■ Obiettivi:
1. Riproduci fedelmente il passo dell'articolo sui fatti di Brasilia da "il parere di" fino a "forti con l’est." compreso.
2. Secondo l'articolo sui fatti di Brasilia, perché l'operazione sarebbe stata messa in scena proprio in questo momento? Rispondi in non più di tre frasi.
3. Continua l'articolo sui fatti di Brasilia a partire dalla sua ultima frase.

■ Estratto del testo:

Perché la CIA ha tentato una “rivolta di Maidan” in Brasile

il parere di Pepe Escobar:

Il colpo di stato in Brasile è l’ultima trovata della CIA, proprio mentre il paese sta stringendo legami più forti con l’est.

Un ex funzionario dell’intelligence statunitense ha confermato che il caotico remix di Maidan messo in scena a Brasilia l’8 gennaio è stata un’operazione della CIA, e l’ha collegata ai recenti tentativi di rivoluzione colorata in Iran.

Domenica scorsa, presunti sostenitori dell’ex presidente di destra Jair Bolsonaro hanno preso d’assalto il Congresso, la Corte Suprema e il palazzo presidenziale del Brasile, aggirando fragili barricate di sicurezza, arrampicandosi sui tetti, sfondando finestre, distruggendo proprietà pubbliche tra cui preziosi dipinti, mentre chiedevano un colpo di stato militare come parte di uno schema di cambio di regime contro il presidente eletto Luis Inacio “Lula” da Silva.

Secondo la fonte statunitense, la ragione per mettere in scena l’operazione – che porta segni visibili di una pianificazione affrettata – ora, è che il Brasile è destinato a riaffermarsi nella geopolitica globale insieme agli altri stati BRICS Russia, India e Cina.

La fonte statunitense ha tracciato un parallelo tra il Maidan della CIA in Brasile e una serie di recenti manifestazioni di piazza in Iran strumentalizzate dall’agenzia come parte di una nuova spinta alla rivoluzione colorata: “Queste operazioni della CIA in Brasile e in Iran sono parallele all’operazione in Venezuela nel 2002 che ha avuto molto successo all’inizio quando i rivoltosi sono riusciti a catturare Hugo Chavez.

Entra nel “G7 dell’Est”

I neoconservatori straussiani posti ai vertici della CIA, indipendentemente dalla loro affiliazione politica, sono lividi che il “G7 dell’Est” – come nella configurazione BRICS+ del prossimo futuro – stia rapidamente uscendo dall’orbita del dollaro USA.

Straussian John Bolton – che ha appena pubblicizzato il suo interesse a candidarsi alla presidenza degli Stati Uniti – sta ora chiedendo l’espulsione della Turchia dalla NATO mentre il Sud del mondo si riallinea rapidamente all’interno di nuove istituzioni multipolari.

Il ministro degli Esteri russo Sergey Lavrov e il suo nuovo omologo cinese Qin Gang hanno appena annunciato la fusione della Belt and Road Initiative (BRI) guidata dalla Cina e dell’Unione economica eurasiatica guidata dalla Russia (EAEU). Ciò significa che il più grande progetto di commercio/connettività/sviluppo del 21 ° secolo – le Nuove Vie della Seta cinesi – è ora ancora più complesso e continua ad espandersi.

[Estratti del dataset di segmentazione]
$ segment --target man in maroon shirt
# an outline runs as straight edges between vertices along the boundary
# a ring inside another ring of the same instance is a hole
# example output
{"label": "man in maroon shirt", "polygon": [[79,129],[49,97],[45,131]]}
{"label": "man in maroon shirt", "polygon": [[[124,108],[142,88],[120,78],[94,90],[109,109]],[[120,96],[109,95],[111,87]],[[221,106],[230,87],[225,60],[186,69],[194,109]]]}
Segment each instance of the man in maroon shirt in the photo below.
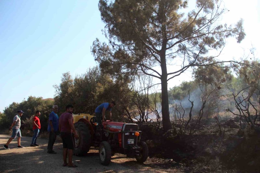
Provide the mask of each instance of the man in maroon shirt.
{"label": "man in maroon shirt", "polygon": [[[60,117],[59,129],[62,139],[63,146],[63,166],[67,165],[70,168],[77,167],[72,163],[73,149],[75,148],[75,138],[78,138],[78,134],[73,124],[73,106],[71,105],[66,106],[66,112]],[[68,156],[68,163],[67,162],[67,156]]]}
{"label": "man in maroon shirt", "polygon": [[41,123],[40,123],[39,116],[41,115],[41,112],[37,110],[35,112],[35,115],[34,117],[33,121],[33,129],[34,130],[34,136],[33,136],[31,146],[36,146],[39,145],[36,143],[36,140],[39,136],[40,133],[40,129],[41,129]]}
...
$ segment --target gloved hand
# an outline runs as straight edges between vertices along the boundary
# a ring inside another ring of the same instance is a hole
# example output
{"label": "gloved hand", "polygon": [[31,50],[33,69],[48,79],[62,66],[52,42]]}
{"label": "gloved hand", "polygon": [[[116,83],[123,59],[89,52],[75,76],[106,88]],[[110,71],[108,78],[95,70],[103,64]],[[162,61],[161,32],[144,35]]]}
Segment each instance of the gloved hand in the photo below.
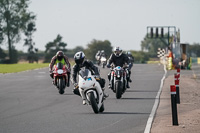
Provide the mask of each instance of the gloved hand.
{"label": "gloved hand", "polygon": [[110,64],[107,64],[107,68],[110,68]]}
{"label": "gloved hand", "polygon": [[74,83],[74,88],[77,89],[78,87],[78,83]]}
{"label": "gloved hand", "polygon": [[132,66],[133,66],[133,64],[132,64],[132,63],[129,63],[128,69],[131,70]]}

■ Esiti dei compiti:
1.
il parere di Pepe Escobar:

Il colpo di stato in Brasile è l’ultima trovata della CIA, proprio mentre il paese sta stringendo legami più forti con l’est.

2. Secondo la fonte statunitense citata, l'operazione è stata messa in scena ora perché il Brasile è destinato a riaffermarsi nella geopolitica globale. Lo farebbe insieme agli altri stati BRICS, cioè Russia, India e Cina.

3.
Ciò pone le basi per l’introduzione, già in fase di progettazione a vari livelli, di una nuova valuta commerciale internazionale volta a soppiantare e poi sostituire il dollaro USA. Oltre a un dibattito interno tra i BRICS, uno dei vettori chiave è il gruppo di discussione istituito tra EAEU e Cina. Al termine, queste deliberazioni saranno presentate alle nazioni partner BRI-EAEU e, naturalmente, ai BRICS + ampliati.

Lula al timone in Brasile, in quello che ora è il suo terzo mandato presidenziale non consecutivo, offrirà un enorme impulso ai BRICS+. Negli anni 2000, al fianco del presidente russo Putin e dell’ex presidente cinese Hu Jintao, Lula è stato un concettualizzatore chiave di un ruolo più profondo per i BRICS, compreso il commercio nelle proprie valute.

I BRICS come “il nuovo G7 dell’Est”, come definito da Pozsar, sono al di là di un anatema, tanto per i neo-con straussiani quanto per i neoliberisti.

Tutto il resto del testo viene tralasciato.